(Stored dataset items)

___

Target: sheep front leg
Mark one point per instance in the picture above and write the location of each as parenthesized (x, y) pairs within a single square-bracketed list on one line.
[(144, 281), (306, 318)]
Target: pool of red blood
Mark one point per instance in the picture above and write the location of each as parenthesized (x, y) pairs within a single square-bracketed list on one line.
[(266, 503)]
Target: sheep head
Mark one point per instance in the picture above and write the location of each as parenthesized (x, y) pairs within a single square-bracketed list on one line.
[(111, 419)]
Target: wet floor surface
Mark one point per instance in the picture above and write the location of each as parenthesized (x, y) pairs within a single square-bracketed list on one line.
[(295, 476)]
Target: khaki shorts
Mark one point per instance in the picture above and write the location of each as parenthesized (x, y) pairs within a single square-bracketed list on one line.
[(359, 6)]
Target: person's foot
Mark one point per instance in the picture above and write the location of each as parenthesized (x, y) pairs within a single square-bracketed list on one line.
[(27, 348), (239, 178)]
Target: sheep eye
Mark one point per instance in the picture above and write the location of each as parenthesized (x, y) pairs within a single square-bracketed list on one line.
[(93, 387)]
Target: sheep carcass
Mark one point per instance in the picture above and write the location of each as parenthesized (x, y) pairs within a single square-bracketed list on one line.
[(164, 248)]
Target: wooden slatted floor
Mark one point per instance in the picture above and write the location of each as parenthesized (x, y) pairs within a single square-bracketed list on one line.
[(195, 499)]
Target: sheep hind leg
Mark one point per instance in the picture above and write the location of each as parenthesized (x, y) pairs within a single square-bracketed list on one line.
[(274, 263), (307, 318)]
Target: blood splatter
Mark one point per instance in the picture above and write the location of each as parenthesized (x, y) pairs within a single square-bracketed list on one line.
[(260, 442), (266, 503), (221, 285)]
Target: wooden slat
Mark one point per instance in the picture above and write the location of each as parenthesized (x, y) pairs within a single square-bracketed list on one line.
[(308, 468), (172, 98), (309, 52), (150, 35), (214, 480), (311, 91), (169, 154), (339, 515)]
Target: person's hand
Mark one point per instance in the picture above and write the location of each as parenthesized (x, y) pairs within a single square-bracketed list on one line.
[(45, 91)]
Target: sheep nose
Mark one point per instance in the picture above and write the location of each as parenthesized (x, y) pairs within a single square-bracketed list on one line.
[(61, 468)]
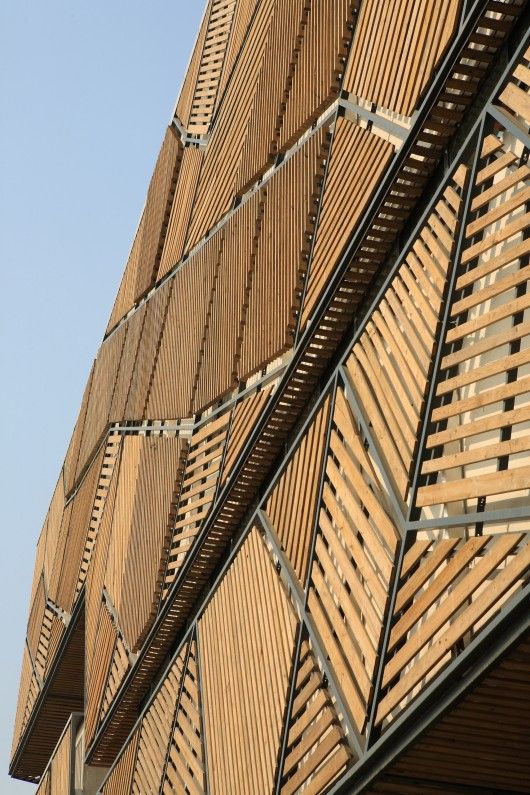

___

Exercise aim — Look above for the line containing "Target: person's foot". Output from there through the line containing "Target: sheep eye", exactly and inclusively.

Written answer —
Target: person's foot
Mark one point per instance in the picture above and write the location of each as parenthesized (x, y) pairs within a single square-bracketed list on one line.
[(27, 348), (239, 178)]
Target: sheep eye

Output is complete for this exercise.